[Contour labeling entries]
»»

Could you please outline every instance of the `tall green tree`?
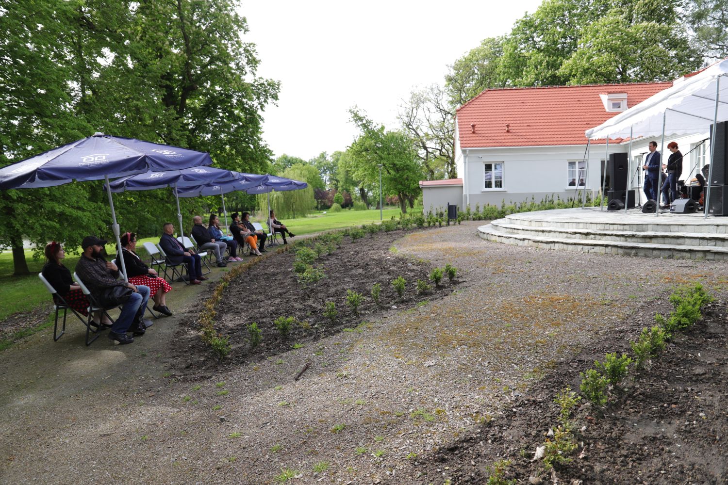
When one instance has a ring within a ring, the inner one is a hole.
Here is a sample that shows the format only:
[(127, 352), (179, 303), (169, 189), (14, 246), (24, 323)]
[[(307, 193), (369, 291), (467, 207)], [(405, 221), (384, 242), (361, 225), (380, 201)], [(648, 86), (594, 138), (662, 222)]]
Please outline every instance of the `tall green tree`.
[(387, 131), (383, 125), (377, 126), (357, 108), (349, 113), (361, 132), (349, 149), (355, 172), (374, 184), (379, 180), (379, 165), (382, 165), (382, 191), (396, 195), (402, 212), (406, 213), (407, 204), (414, 207), (421, 192), (423, 175), (413, 140), (402, 131)]

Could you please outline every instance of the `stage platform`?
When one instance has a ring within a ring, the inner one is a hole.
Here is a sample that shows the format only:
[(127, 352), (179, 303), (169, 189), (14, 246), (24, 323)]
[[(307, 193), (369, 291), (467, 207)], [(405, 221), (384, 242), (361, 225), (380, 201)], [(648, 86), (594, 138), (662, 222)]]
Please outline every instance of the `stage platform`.
[(550, 249), (689, 260), (728, 260), (728, 216), (659, 215), (604, 207), (512, 214), (478, 228), (490, 241)]

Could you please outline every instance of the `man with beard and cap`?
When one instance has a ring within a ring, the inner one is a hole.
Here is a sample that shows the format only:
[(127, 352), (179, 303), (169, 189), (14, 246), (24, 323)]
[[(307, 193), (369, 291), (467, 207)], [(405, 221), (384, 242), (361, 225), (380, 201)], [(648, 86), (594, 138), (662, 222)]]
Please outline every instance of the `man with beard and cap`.
[(84, 238), (81, 243), (84, 251), (76, 265), (76, 273), (97, 302), (103, 301), (104, 292), (114, 286), (126, 286), (133, 292), (122, 305), (122, 312), (108, 332), (108, 338), (122, 345), (131, 343), (134, 342), (134, 338), (127, 335), (127, 332), (132, 332), (135, 335), (143, 334), (146, 326), (151, 323), (145, 321), (143, 318), (146, 302), (149, 300), (149, 288), (117, 279), (119, 268), (101, 255), (106, 244), (106, 240), (95, 236)]

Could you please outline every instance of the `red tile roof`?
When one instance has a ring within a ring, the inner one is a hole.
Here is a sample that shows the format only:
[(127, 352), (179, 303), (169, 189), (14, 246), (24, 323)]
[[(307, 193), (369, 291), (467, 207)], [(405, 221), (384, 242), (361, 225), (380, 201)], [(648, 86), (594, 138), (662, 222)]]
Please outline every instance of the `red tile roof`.
[(462, 185), (462, 178), (448, 178), (444, 180), (420, 180), (420, 187), (427, 187), (432, 185)]
[[(586, 145), (585, 130), (619, 114), (607, 112), (599, 95), (626, 93), (627, 105), (631, 107), (672, 85), (661, 82), (486, 89), (457, 110), (460, 147)], [(474, 129), (471, 124), (475, 124)], [(592, 140), (593, 144), (604, 143)]]

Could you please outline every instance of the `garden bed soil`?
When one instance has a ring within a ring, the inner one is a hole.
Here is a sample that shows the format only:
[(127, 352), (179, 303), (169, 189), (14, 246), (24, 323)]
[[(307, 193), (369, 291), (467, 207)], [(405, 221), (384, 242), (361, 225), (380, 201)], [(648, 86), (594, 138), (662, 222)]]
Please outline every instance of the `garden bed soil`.
[[(462, 278), (450, 282), (444, 276), (435, 287), (428, 279), (433, 268), (431, 264), (397, 256), (395, 249), (390, 250), (392, 243), (405, 234), (427, 231), (380, 232), (373, 237), (367, 234), (354, 241), (350, 236), (345, 236), (341, 248), (322, 255), (314, 263), (324, 271), (325, 277), (305, 286), (298, 283), (293, 270), (295, 251), (270, 254), (266, 260), (233, 279), (216, 308), (215, 328), (230, 337), (232, 353), (223, 362), (218, 362), (209, 345), (200, 340), (195, 321), (188, 319), (178, 334), (182, 345), (177, 348), (175, 355), (178, 364), (186, 370), (180, 369), (176, 375), (191, 377), (202, 372), (198, 377), (202, 377), (205, 369), (239, 366), (264, 360), (290, 350), (295, 344), (315, 342), (342, 331), (355, 331), (357, 326), (365, 325), (392, 309), (413, 308), (425, 300), (450, 294), (456, 285), (463, 282)], [(269, 254), (274, 251), (269, 249)], [(392, 281), (397, 276), (406, 280), (403, 299), (392, 286)], [(431, 289), (424, 294), (418, 294), (418, 279), (427, 281)], [(379, 305), (371, 295), (375, 283), (381, 285)], [(347, 305), (349, 289), (363, 296), (358, 315)], [(327, 302), (336, 303), (338, 315), (333, 322), (323, 315)], [(280, 316), (293, 316), (298, 322), (285, 337), (274, 324)], [(257, 323), (262, 332), (262, 342), (255, 348), (249, 343), (248, 324), (251, 322)]]
[(623, 391), (613, 394), (603, 412), (583, 404), (572, 419), (579, 448), (553, 472), (531, 459), (557, 424), (554, 397), (567, 385), (578, 392), (579, 372), (605, 353), (628, 352), (624, 334), (563, 362), (502, 415), (416, 468), (428, 479), (441, 476), (452, 484), (485, 483), (488, 468), (504, 459), (511, 462), (505, 478), (518, 484), (728, 483), (725, 306), (710, 305), (703, 321), (677, 334), (660, 357), (642, 369), (630, 368)]

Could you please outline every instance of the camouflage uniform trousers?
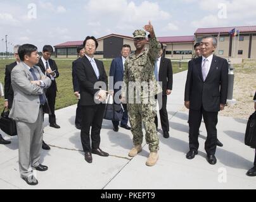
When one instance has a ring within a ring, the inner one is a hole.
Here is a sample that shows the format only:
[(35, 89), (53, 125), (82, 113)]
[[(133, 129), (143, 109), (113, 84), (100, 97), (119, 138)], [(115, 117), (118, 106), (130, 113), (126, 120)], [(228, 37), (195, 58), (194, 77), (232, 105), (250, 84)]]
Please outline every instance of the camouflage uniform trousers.
[(134, 145), (141, 145), (143, 140), (142, 123), (146, 131), (146, 142), (149, 145), (151, 152), (159, 150), (159, 138), (155, 124), (157, 102), (148, 104), (128, 104), (127, 110)]

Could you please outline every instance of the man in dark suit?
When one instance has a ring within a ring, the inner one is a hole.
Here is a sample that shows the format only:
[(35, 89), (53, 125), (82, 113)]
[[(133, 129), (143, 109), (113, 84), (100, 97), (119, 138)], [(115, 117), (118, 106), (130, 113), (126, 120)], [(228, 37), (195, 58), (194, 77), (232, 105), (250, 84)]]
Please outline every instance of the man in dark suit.
[(217, 146), (218, 112), (226, 104), (228, 85), (227, 61), (213, 54), (217, 40), (212, 36), (203, 37), (200, 42), (200, 57), (189, 61), (185, 88), (184, 105), (189, 109), (189, 152), (188, 159), (198, 153), (198, 130), (202, 116), (207, 131), (205, 149), (207, 161), (214, 165)]
[[(77, 54), (79, 56), (79, 59), (84, 57), (84, 47), (83, 45), (79, 46), (77, 49)], [(75, 128), (77, 128), (78, 129), (80, 130), (82, 114), (82, 107), (79, 105), (80, 86), (79, 86), (79, 83), (78, 82), (77, 76), (75, 74), (75, 62), (77, 61), (77, 60), (78, 60), (78, 59), (76, 59), (75, 61), (73, 61), (73, 62), (72, 62), (72, 81), (73, 81), (73, 88), (74, 88), (74, 95), (75, 95), (75, 97), (77, 99), (79, 99), (77, 110), (76, 110), (76, 113), (75, 113)]]
[[(256, 92), (254, 95), (253, 97), (253, 101), (254, 101), (254, 109), (256, 111)], [(250, 177), (254, 177), (256, 176), (256, 149), (255, 149), (255, 154), (254, 156), (254, 166), (250, 169), (248, 172), (246, 172), (246, 175)]]
[[(92, 163), (92, 153), (108, 157), (108, 153), (99, 148), (100, 131), (103, 120), (106, 98), (108, 78), (103, 62), (94, 58), (98, 44), (94, 37), (87, 37), (84, 41), (86, 54), (75, 65), (80, 93), (79, 105), (82, 109), (81, 141), (85, 153), (84, 158)], [(90, 129), (91, 127), (91, 147)]]
[[(163, 132), (163, 137), (169, 138), (169, 121), (168, 119), (168, 112), (166, 109), (167, 103), (167, 95), (170, 95), (172, 90), (172, 66), (169, 59), (163, 56), (163, 45), (161, 43), (161, 50), (158, 58), (155, 63), (155, 76), (158, 82), (162, 82), (162, 100), (158, 100), (160, 104), (160, 116), (161, 120), (162, 129)], [(155, 117), (155, 124), (157, 129), (158, 120), (157, 114)]]
[[(130, 45), (124, 44), (122, 47), (121, 56), (118, 57), (113, 59), (111, 63), (110, 70), (110, 80), (113, 82), (110, 82), (110, 92), (115, 97), (115, 93), (117, 92), (121, 92), (120, 90), (122, 88), (122, 83), (124, 78), (124, 63), (125, 62), (126, 58), (130, 55), (131, 52), (131, 49)], [(115, 89), (115, 85), (117, 82), (120, 83), (118, 89)], [(113, 85), (114, 86), (112, 86)], [(115, 100), (117, 99), (117, 100)], [(119, 103), (119, 97), (115, 98), (115, 101), (116, 103)], [(131, 130), (131, 127), (128, 126), (128, 113), (127, 105), (125, 104), (122, 104), (124, 109), (124, 115), (120, 123), (120, 127), (124, 128), (127, 130)], [(118, 131), (119, 121), (112, 121), (113, 129), (113, 130), (115, 132)]]
[[(14, 57), (16, 61), (6, 66), (4, 76), (4, 107), (11, 109), (13, 102), (13, 90), (11, 86), (11, 73), (13, 68), (20, 62), (20, 57), (18, 54), (18, 49), (20, 45), (16, 45), (14, 48)], [(10, 141), (5, 140), (0, 134), (0, 145), (10, 144)]]
[(51, 114), (49, 115), (50, 127), (60, 128), (60, 126), (56, 123), (54, 113), (55, 100), (58, 91), (56, 79), (59, 77), (60, 74), (55, 61), (50, 58), (53, 52), (53, 49), (51, 45), (44, 45), (42, 48), (42, 56), (40, 59), (37, 66), (40, 67), (42, 73), (51, 80), (51, 85), (46, 92), (46, 97), (51, 113)]

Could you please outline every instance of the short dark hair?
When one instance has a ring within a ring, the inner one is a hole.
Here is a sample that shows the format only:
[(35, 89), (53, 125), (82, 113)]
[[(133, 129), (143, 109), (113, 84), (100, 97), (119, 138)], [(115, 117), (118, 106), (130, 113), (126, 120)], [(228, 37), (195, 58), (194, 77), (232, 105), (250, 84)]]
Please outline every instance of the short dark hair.
[(22, 61), (24, 61), (25, 56), (30, 56), (33, 52), (37, 51), (37, 47), (32, 44), (23, 44), (18, 47), (18, 54)]
[(160, 43), (160, 44), (161, 44), (161, 49), (163, 50), (163, 43)]
[(131, 49), (131, 45), (129, 45), (129, 44), (124, 44), (123, 46), (122, 47), (122, 49), (123, 48), (129, 48), (129, 49), (130, 49), (130, 50), (132, 50), (132, 49)]
[(200, 46), (200, 43), (199, 43), (199, 42), (196, 43), (196, 44), (194, 45), (194, 50), (196, 50), (196, 48), (198, 46)]
[(87, 37), (86, 38), (86, 39), (84, 40), (84, 43), (82, 44), (82, 45), (84, 45), (84, 47), (86, 46), (86, 42), (87, 42), (88, 40), (89, 40), (89, 39), (92, 39), (92, 40), (93, 40), (95, 42), (96, 49), (97, 49), (98, 46), (99, 45), (99, 44), (98, 43), (97, 40), (96, 40), (96, 39), (95, 39), (95, 37), (93, 37), (93, 36), (91, 36), (91, 37), (87, 36)]
[(79, 53), (80, 51), (82, 49), (84, 49), (84, 47), (82, 46), (82, 45), (79, 45), (79, 46), (77, 48), (77, 53)]
[(51, 45), (46, 45), (42, 48), (42, 52), (53, 52), (53, 48)]

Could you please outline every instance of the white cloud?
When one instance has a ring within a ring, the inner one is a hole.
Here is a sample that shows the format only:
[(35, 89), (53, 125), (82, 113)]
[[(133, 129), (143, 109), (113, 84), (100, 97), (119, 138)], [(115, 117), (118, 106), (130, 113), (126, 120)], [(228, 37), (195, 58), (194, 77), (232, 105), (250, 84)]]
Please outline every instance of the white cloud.
[(191, 25), (195, 28), (208, 28), (220, 26), (217, 16), (208, 15), (198, 20), (194, 20)]
[(66, 13), (66, 11), (67, 10), (63, 6), (59, 6), (57, 7), (57, 13)]
[(166, 29), (167, 31), (176, 31), (179, 30), (179, 27), (174, 23), (169, 23), (164, 29)]
[(19, 21), (15, 19), (11, 14), (0, 13), (0, 24), (2, 25), (16, 25)]
[(170, 18), (170, 15), (162, 10), (157, 3), (148, 1), (138, 4), (127, 0), (90, 0), (85, 9), (87, 13), (97, 13), (94, 18), (98, 19), (115, 19), (117, 26), (124, 23), (144, 25), (150, 20), (154, 21)]

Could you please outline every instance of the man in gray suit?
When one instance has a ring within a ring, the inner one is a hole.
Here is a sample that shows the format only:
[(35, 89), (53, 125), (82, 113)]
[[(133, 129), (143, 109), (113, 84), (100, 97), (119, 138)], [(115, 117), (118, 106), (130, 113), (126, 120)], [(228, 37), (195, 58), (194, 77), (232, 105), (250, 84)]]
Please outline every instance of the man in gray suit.
[(42, 142), (43, 108), (47, 105), (44, 90), (51, 83), (35, 65), (39, 56), (34, 45), (23, 44), (18, 50), (21, 62), (11, 71), (14, 92), (13, 107), (9, 117), (16, 121), (18, 134), (19, 167), (21, 177), (29, 185), (37, 180), (32, 169), (45, 171), (47, 166), (39, 163)]

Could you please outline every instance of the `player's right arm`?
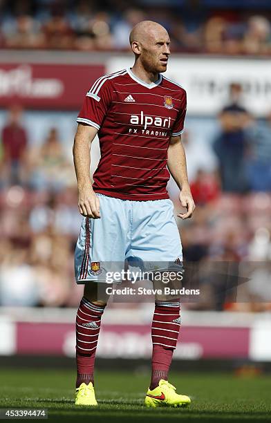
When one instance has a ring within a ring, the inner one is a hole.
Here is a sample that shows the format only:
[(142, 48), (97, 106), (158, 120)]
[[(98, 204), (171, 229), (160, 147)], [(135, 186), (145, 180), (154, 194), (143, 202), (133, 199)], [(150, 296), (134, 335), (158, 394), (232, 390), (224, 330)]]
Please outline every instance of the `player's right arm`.
[(83, 216), (100, 218), (99, 198), (92, 188), (91, 146), (110, 106), (113, 89), (107, 76), (101, 77), (87, 92), (77, 121), (73, 158), (78, 185), (78, 207)]
[(100, 218), (99, 198), (92, 189), (90, 166), (91, 146), (97, 129), (80, 123), (73, 148), (73, 162), (78, 187), (78, 208), (81, 214), (93, 218)]

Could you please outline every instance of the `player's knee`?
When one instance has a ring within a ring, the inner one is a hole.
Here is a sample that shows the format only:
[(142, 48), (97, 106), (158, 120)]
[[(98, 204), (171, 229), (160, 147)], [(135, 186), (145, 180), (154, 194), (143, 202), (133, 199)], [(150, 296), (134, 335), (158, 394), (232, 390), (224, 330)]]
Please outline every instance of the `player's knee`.
[(98, 283), (92, 282), (87, 283), (84, 286), (84, 297), (88, 301), (91, 301), (97, 306), (106, 306), (108, 298), (102, 289), (102, 286), (100, 287)]

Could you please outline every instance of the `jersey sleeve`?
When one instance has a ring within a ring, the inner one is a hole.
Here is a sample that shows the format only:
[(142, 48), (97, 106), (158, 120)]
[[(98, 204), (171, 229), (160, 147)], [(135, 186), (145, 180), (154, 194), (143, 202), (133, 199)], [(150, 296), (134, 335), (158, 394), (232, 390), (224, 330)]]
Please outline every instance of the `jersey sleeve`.
[(187, 111), (187, 96), (186, 93), (183, 101), (182, 102), (181, 108), (177, 115), (177, 118), (174, 122), (172, 129), (172, 136), (176, 137), (183, 132), (183, 126), (185, 123), (185, 115)]
[(99, 78), (86, 93), (77, 122), (100, 129), (112, 100), (111, 85), (104, 77)]

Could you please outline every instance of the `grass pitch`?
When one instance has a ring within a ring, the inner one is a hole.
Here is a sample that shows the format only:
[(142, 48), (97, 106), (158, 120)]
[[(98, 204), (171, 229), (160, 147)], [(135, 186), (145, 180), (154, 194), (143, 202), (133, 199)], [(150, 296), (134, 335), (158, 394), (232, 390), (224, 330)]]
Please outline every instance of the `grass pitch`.
[(45, 408), (48, 421), (188, 422), (271, 421), (271, 377), (236, 377), (231, 374), (172, 373), (169, 382), (189, 395), (188, 408), (146, 408), (149, 375), (95, 373), (99, 406), (76, 407), (75, 372), (0, 369), (1, 408)]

««

* _Exercise details_: Identify every line in the rows above that contains the word "hair" and copy each such line out, treating uppercase and lowercase letters as distinct.

* _Correct output_:
Could you please outline every instance of the short dark hair?
Please outline every instance of the short dark hair.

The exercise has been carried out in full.